(Labeled area outline items)
╭──

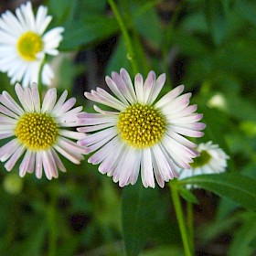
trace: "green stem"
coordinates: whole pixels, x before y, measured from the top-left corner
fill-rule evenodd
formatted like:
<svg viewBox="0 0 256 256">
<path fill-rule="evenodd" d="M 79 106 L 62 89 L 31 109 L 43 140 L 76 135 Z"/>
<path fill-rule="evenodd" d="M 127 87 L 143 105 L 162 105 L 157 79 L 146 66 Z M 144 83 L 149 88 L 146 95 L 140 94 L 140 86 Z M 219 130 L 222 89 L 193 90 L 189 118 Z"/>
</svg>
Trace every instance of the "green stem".
<svg viewBox="0 0 256 256">
<path fill-rule="evenodd" d="M 181 208 L 180 197 L 178 196 L 177 186 L 176 184 L 169 183 L 171 188 L 172 198 L 174 202 L 174 207 L 176 214 L 176 219 L 181 233 L 181 239 L 184 246 L 184 251 L 186 256 L 192 256 L 192 251 L 190 248 L 190 241 L 187 235 L 187 230 L 184 219 L 184 215 Z"/>
<path fill-rule="evenodd" d="M 56 212 L 56 203 L 57 196 L 55 191 L 51 191 L 51 202 L 48 207 L 48 256 L 57 255 L 57 240 L 58 240 L 58 231 L 57 231 L 57 212 Z"/>
<path fill-rule="evenodd" d="M 128 60 L 131 62 L 132 68 L 133 68 L 133 74 L 135 75 L 136 73 L 138 73 L 138 65 L 137 62 L 135 60 L 134 58 L 134 52 L 133 52 L 133 48 L 132 47 L 132 41 L 130 38 L 130 36 L 128 34 L 127 28 L 124 25 L 123 19 L 122 17 L 122 16 L 120 15 L 118 8 L 114 3 L 113 0 L 108 0 L 108 3 L 116 17 L 116 20 L 120 26 L 121 31 L 123 33 L 125 44 L 126 44 L 126 48 L 127 48 L 127 59 Z"/>
<path fill-rule="evenodd" d="M 191 249 L 194 251 L 194 215 L 193 204 L 191 202 L 187 202 L 187 222 L 189 230 Z"/>
</svg>

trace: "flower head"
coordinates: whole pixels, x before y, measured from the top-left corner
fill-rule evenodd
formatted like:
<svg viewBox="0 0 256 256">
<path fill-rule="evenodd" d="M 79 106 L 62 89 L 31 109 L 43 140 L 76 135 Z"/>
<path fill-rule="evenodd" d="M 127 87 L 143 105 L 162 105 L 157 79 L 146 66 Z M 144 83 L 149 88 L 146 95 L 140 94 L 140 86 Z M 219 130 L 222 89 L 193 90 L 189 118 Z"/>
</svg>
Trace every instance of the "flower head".
<svg viewBox="0 0 256 256">
<path fill-rule="evenodd" d="M 62 40 L 63 27 L 44 34 L 51 21 L 48 8 L 40 5 L 34 16 L 32 5 L 27 2 L 16 8 L 16 16 L 6 11 L 0 16 L 0 70 L 6 72 L 11 83 L 22 82 L 27 87 L 38 81 L 45 55 L 56 56 Z M 50 85 L 54 74 L 48 64 L 42 67 L 42 83 Z"/>
<path fill-rule="evenodd" d="M 70 139 L 82 139 L 85 134 L 68 128 L 78 125 L 77 113 L 82 107 L 73 108 L 76 99 L 66 101 L 65 91 L 57 101 L 54 88 L 48 90 L 41 105 L 36 83 L 25 89 L 16 84 L 15 89 L 20 104 L 6 91 L 0 94 L 0 140 L 9 139 L 0 147 L 0 160 L 6 162 L 7 171 L 12 170 L 24 154 L 20 176 L 35 172 L 40 178 L 44 170 L 47 178 L 51 179 L 58 177 L 58 168 L 66 172 L 57 152 L 80 164 L 85 149 Z"/>
<path fill-rule="evenodd" d="M 115 109 L 98 113 L 80 113 L 80 132 L 92 133 L 79 144 L 88 153 L 97 151 L 90 158 L 100 164 L 99 171 L 113 176 L 120 187 L 134 184 L 141 169 L 145 187 L 155 187 L 155 176 L 160 187 L 165 181 L 176 177 L 176 165 L 189 168 L 192 158 L 197 155 L 197 145 L 183 137 L 200 137 L 205 124 L 197 123 L 202 114 L 195 113 L 196 105 L 188 106 L 191 93 L 180 95 L 184 86 L 172 90 L 155 101 L 165 81 L 165 75 L 157 79 L 149 72 L 144 82 L 137 74 L 134 88 L 123 69 L 120 74 L 112 72 L 106 83 L 115 95 L 97 88 L 85 92 L 88 99 Z M 95 133 L 93 133 L 95 132 Z"/>
<path fill-rule="evenodd" d="M 186 177 L 223 173 L 227 167 L 227 159 L 229 158 L 218 144 L 212 142 L 200 144 L 197 147 L 200 155 L 190 164 L 191 169 L 181 169 L 179 179 Z M 187 186 L 187 187 L 191 187 Z"/>
</svg>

╰──

-- The request --
Make an exact copy of the data, leaving its pictures out.

-- Result of the task --
trace: "green stem"
coordinates: whole pixels, x before y, measured from the top-left corner
fill-rule evenodd
formatted like:
<svg viewBox="0 0 256 256">
<path fill-rule="evenodd" d="M 79 106 L 62 89 L 31 109 L 43 140 L 76 135 Z"/>
<path fill-rule="evenodd" d="M 127 87 L 143 105 L 162 105 L 157 79 L 146 66 Z M 144 83 L 149 88 L 146 95 L 140 94 L 140 86 Z M 219 130 L 222 89 L 193 90 L 189 118 Z"/>
</svg>
Trace every instance of the "green stem".
<svg viewBox="0 0 256 256">
<path fill-rule="evenodd" d="M 181 208 L 180 197 L 178 196 L 177 186 L 176 184 L 169 183 L 171 188 L 172 198 L 174 202 L 174 207 L 176 214 L 176 219 L 181 233 L 181 239 L 184 246 L 184 251 L 186 256 L 192 256 L 192 251 L 190 248 L 190 241 L 187 235 L 187 230 L 184 219 L 184 215 Z"/>
<path fill-rule="evenodd" d="M 56 212 L 56 203 L 57 196 L 55 191 L 51 191 L 51 202 L 48 207 L 48 256 L 57 255 L 57 240 L 58 240 L 58 231 L 57 231 L 57 212 Z"/>
<path fill-rule="evenodd" d="M 128 60 L 131 62 L 132 68 L 133 68 L 133 74 L 135 75 L 136 73 L 138 73 L 138 65 L 137 62 L 135 60 L 134 58 L 134 52 L 133 52 L 133 48 L 132 47 L 132 41 L 130 38 L 130 36 L 128 34 L 127 28 L 124 25 L 123 19 L 122 17 L 122 16 L 120 15 L 118 8 L 114 3 L 113 0 L 108 0 L 108 3 L 116 17 L 116 20 L 120 26 L 121 31 L 123 33 L 125 44 L 126 44 L 126 48 L 127 48 L 127 59 Z"/>
<path fill-rule="evenodd" d="M 191 249 L 194 251 L 194 215 L 193 204 L 191 202 L 187 202 L 187 222 L 189 230 Z"/>
</svg>

trace: "flower head"
coordinates: whole pixels, x before y, measured from the top-left corner
fill-rule evenodd
formatted like:
<svg viewBox="0 0 256 256">
<path fill-rule="evenodd" d="M 79 106 L 62 89 L 31 109 L 43 140 L 76 135 Z"/>
<path fill-rule="evenodd" d="M 127 87 L 143 105 L 162 105 L 157 79 L 146 66 Z M 144 83 L 149 88 L 146 95 L 140 94 L 140 86 Z M 219 130 L 222 89 L 193 90 L 189 118 Z"/>
</svg>
Trace every instance of the "flower head".
<svg viewBox="0 0 256 256">
<path fill-rule="evenodd" d="M 62 40 L 63 27 L 44 34 L 51 21 L 48 8 L 40 5 L 34 16 L 32 5 L 27 2 L 16 8 L 16 16 L 6 11 L 0 16 L 0 70 L 6 72 L 11 83 L 22 82 L 27 87 L 38 81 L 45 55 L 56 56 Z M 50 85 L 54 74 L 48 64 L 42 67 L 42 83 Z"/>
<path fill-rule="evenodd" d="M 70 139 L 82 139 L 85 134 L 68 128 L 78 125 L 77 113 L 82 107 L 73 108 L 76 99 L 66 101 L 65 91 L 57 101 L 54 88 L 48 90 L 41 105 L 36 83 L 25 89 L 16 84 L 15 89 L 20 104 L 6 91 L 0 94 L 0 140 L 9 139 L 0 147 L 0 160 L 6 162 L 7 171 L 12 170 L 24 154 L 20 176 L 35 172 L 40 178 L 44 170 L 47 178 L 51 179 L 58 177 L 58 168 L 66 172 L 57 152 L 80 164 L 85 149 Z"/>
<path fill-rule="evenodd" d="M 115 109 L 98 113 L 80 113 L 80 132 L 92 133 L 79 144 L 88 153 L 97 151 L 90 158 L 100 164 L 99 171 L 113 176 L 120 187 L 134 184 L 141 169 L 145 187 L 155 187 L 155 176 L 160 187 L 165 181 L 176 177 L 176 165 L 189 168 L 192 158 L 197 155 L 197 145 L 183 137 L 200 137 L 205 124 L 197 123 L 202 114 L 195 113 L 196 105 L 188 106 L 191 93 L 180 95 L 184 86 L 172 90 L 155 101 L 165 81 L 165 75 L 157 79 L 149 72 L 144 82 L 137 74 L 134 88 L 123 69 L 120 74 L 112 72 L 106 83 L 115 95 L 97 88 L 85 92 L 88 99 Z M 95 133 L 93 133 L 95 132 Z"/>
<path fill-rule="evenodd" d="M 186 177 L 223 173 L 227 167 L 227 159 L 229 158 L 218 144 L 212 142 L 200 144 L 197 147 L 200 155 L 190 164 L 191 169 L 181 169 L 179 179 Z M 187 186 L 187 187 L 191 187 Z"/>
</svg>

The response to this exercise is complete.